- INSTRUCTIONS FOR THE TASK:
The records that follow are to be repeated without alteration.

-- BEGIN --

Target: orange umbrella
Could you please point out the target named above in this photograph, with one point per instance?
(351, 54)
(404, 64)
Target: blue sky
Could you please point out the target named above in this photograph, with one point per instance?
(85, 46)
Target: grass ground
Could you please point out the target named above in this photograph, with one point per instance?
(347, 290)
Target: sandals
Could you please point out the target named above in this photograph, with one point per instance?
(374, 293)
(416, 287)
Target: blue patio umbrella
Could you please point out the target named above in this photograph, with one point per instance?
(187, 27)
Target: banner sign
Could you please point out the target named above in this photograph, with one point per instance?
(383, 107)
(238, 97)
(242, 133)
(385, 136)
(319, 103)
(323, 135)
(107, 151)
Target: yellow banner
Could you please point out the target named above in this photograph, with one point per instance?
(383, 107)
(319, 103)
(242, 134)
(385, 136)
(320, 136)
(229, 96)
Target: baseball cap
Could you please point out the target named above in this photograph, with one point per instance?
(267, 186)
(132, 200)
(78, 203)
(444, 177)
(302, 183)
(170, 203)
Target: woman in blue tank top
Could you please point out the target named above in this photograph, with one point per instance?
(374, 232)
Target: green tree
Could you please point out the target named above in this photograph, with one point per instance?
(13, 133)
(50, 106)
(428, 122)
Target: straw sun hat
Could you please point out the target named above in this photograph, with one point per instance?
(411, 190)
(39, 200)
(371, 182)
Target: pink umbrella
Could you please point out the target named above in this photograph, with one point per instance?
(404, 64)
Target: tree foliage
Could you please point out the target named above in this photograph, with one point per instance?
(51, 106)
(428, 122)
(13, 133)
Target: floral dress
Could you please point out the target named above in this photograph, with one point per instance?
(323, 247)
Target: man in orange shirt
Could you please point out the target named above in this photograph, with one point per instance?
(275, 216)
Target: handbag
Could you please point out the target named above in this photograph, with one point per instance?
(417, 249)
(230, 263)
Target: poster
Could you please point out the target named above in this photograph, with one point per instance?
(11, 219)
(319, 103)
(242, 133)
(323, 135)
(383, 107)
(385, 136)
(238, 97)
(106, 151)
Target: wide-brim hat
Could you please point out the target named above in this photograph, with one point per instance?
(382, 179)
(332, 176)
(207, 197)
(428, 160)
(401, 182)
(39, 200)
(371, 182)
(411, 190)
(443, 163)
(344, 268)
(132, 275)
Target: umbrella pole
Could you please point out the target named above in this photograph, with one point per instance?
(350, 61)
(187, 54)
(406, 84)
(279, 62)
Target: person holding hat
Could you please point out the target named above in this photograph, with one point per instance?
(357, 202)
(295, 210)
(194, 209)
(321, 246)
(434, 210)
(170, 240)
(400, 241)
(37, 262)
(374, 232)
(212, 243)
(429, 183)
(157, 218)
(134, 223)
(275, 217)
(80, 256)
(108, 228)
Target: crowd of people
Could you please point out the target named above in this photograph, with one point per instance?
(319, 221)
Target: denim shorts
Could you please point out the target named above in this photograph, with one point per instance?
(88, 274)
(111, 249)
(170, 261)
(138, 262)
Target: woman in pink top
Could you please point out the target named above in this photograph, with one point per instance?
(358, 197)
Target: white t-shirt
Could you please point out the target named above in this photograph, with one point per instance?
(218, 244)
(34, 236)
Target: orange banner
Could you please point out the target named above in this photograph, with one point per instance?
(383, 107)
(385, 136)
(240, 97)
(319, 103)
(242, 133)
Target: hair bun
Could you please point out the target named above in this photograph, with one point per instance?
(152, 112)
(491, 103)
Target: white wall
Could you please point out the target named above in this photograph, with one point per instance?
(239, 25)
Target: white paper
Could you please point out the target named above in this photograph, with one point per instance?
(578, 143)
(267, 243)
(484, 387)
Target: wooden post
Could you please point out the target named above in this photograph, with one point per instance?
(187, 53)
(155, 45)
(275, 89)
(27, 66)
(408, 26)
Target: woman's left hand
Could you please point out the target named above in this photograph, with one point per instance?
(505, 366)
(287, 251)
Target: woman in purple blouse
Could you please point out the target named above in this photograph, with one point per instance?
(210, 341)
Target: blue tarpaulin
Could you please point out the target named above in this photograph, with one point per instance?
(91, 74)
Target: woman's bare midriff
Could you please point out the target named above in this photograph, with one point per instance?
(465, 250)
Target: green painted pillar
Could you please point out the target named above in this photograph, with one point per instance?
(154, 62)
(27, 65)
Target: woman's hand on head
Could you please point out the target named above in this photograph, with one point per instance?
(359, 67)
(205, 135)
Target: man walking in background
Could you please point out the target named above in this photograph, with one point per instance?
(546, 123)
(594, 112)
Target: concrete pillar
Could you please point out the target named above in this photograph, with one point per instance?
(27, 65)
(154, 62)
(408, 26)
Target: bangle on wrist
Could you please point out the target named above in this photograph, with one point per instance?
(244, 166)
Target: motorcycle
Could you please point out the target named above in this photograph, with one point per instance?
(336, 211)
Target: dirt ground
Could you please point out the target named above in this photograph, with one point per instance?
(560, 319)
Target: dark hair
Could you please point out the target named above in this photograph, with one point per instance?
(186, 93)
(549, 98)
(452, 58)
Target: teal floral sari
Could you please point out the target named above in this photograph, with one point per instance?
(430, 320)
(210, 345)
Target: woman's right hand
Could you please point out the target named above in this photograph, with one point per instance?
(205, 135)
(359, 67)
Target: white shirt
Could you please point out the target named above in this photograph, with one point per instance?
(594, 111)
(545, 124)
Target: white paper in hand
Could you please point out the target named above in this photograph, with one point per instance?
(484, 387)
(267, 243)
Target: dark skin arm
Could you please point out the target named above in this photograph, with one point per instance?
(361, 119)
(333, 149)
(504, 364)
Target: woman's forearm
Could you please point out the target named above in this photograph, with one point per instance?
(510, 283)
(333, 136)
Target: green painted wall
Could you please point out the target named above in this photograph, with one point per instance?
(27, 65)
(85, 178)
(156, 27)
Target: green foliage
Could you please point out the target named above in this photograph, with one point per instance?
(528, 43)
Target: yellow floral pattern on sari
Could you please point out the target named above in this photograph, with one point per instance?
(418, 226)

-- END --

- SOLUTION FOR THIS EXERCISE:
Target: orange umbrella
Could you please point out the target named above in this photograph, with one point per instance?
(351, 54)
(404, 64)
Target: blue sky
Could you please point out the target named above in this photograph, with one point per instance?
(85, 46)
Target: grass ground
Could you please point out the target named above in this photograph, with one point per instance?
(347, 290)
Target: sandals
Could you please point out the target named above in this photograph, with one point per instance?
(374, 293)
(416, 287)
Target: blue patio umbrella
Could you please point out the target named above in this photograph, with one point per instance?
(187, 27)
Target: banner sign
Could you please point out the target named above in this photograph, with one point per instance?
(383, 107)
(238, 97)
(242, 133)
(385, 136)
(319, 103)
(323, 135)
(107, 151)
Target: yellow banner
Could you please point out the target named above in this photograph, with one point per instance?
(383, 107)
(319, 103)
(242, 134)
(385, 136)
(320, 136)
(229, 96)
Target: baseball cap
Could you please point out the target named above in this photograph, with one point per instance?
(267, 186)
(132, 200)
(78, 203)
(444, 177)
(302, 183)
(170, 203)
Target: woman in blue tank top
Could you please point out the target named above in this photograph, with one point per instance?
(374, 232)
Target: green tree
Could you please point out the target named above in this photograph, with one point per instance?
(13, 133)
(50, 106)
(428, 122)
Target: straw sun hat
Could you please point out the target named above in this photograph, with one point per instance?
(411, 190)
(39, 200)
(371, 182)
Target: pink umbrella
Could you please point out the target named above in this photograph, with one point per instance?
(404, 64)
Target: tree foliage
Could you please point out the target named above in this photograph, with one point per instance?
(51, 106)
(428, 122)
(13, 133)
Target: floral dress
Could you please point out the target named above in this photograph, with one point per instance?
(323, 247)
Target: man in orange shirt
Could you please point out the target named above in this photograph, with one point per instance?
(275, 216)
Target: handbag
Could you please point out the target named above in this photograph, with one point per instance?
(417, 249)
(230, 263)
Target: poster
Could you please point out the target named above in this photograph, with one point per instance?
(11, 219)
(319, 103)
(242, 133)
(323, 135)
(383, 107)
(385, 136)
(238, 97)
(106, 151)
Target: wide-brim hat
Could you please point out the target named above in this photograph, with one point per instance?
(382, 179)
(332, 176)
(207, 197)
(428, 160)
(401, 182)
(39, 200)
(371, 182)
(411, 190)
(443, 163)
(344, 268)
(132, 275)
Target: umbrella pole
Could you please point out the target named above in this photograph, with one point per instance?
(350, 61)
(187, 54)
(406, 84)
(279, 62)
Target: person holding hat
Could you please point out the target named above in this photograph, with one point per instance?
(357, 202)
(295, 210)
(194, 209)
(321, 246)
(434, 210)
(170, 240)
(400, 241)
(37, 262)
(374, 232)
(212, 243)
(429, 183)
(157, 218)
(134, 223)
(275, 217)
(80, 256)
(108, 228)
Target: crowd of people
Could you please point out the target named above in this photograph, with one point per instance?
(319, 221)
Target: denim shorts
Could you please point out the target named above in this photograph, with one point per instance?
(88, 274)
(111, 249)
(170, 261)
(138, 262)
Target: woman in pink top
Could you please point out the target named above in this photograph, with one point per instance?
(358, 197)
Target: white t-shirt
Could you please point out the target named above in this photograph, with one point per instance?
(218, 244)
(34, 236)
Target: orange banner
Could you please point out the target named above in this photograph, with one point per instance?
(383, 107)
(385, 136)
(240, 97)
(319, 103)
(242, 133)
Target: hair bun
Could you please point out the target named above in this photograph, with one point per instance?
(152, 112)
(491, 103)
Target: white wall
Could you please point out the target named above in this photograph, with one point per instance?
(239, 25)
Target: white paper
Could you please point out the target named above in this photograph, with one point per instance?
(578, 143)
(267, 243)
(484, 387)
Target: wooden post
Could you please point out the target named above in this photograph, with one point per instance?
(187, 53)
(155, 45)
(275, 89)
(27, 66)
(408, 26)
Target: woman's left hand
Could you please point out the target named above in this photograph, with one point per instance?
(505, 366)
(287, 251)
Target: woman in purple blouse
Could you please point out the target named above in this photograph, with one point per instance?
(210, 341)
Target: blue tarpaulin
Could you please point out the target named above in this photograph, with one point per instance?
(91, 74)
Target: woman's bare midriff
Could you please point out the target named above in this photograph, with one point per instance?
(465, 250)
Target: green painted pillar
Could you please point out the target named above in this photograph, with one point per instance?
(154, 62)
(27, 65)
Target: woman's hand on head
Could you please point out the target named above in this photograph, with one point per instance?
(359, 67)
(205, 135)
Target: man walking in background
Could you please point out the target named above in this photograph, with one point per instance?
(546, 123)
(594, 112)
Target: concrete pillar
Could you please point out the target named above in this photograph, with one point per instance?
(27, 65)
(154, 62)
(408, 26)
Target: bangle on wrist
Could you please point out the target named above in this photograph, with one point per instance?
(244, 166)
Target: motorcycle
Could you please point out the target named above in this photograph, with one point per instance?
(336, 211)
Target: dirt ground
Could you please point out the target named above in this photograph, with one point per instance?
(560, 319)
Target: dark hair
Could you please point out the target named above in this photograph, with one point per instance?
(186, 93)
(549, 98)
(452, 58)
Target: teal floral sari
Could you please point out the target named above in this photograph, with one point per instance?
(430, 320)
(210, 345)
Target: woman's right hand
Could you please point out the target named above in this photograph, with one point per instance?
(205, 135)
(359, 67)
Target: white shirt
Could you please point out the target named above in this photograph, with one point per instance?
(594, 111)
(545, 124)
Target: white paper in hand
Could you please point out the target named above in this photograph, with one point per instance?
(484, 387)
(267, 243)
Target: dark skin arm
Could you please point out the target named above in this photograph, with one point per instance?
(361, 119)
(333, 149)
(504, 364)
Target: woman's forearm
Could you please point out the target named above in this photograph, with one point per instance?
(510, 283)
(333, 136)
Target: green painted wall
Could you please point out the target named above in this photograph, with one point per instance?
(27, 65)
(85, 178)
(156, 27)
Target: green foliage
Could you please point out the target named above in this photograph, with one point per instance?
(528, 43)
Target: yellow floral pattern on sari
Could you please point out the target named above in this photograph, with one point per instance?
(418, 226)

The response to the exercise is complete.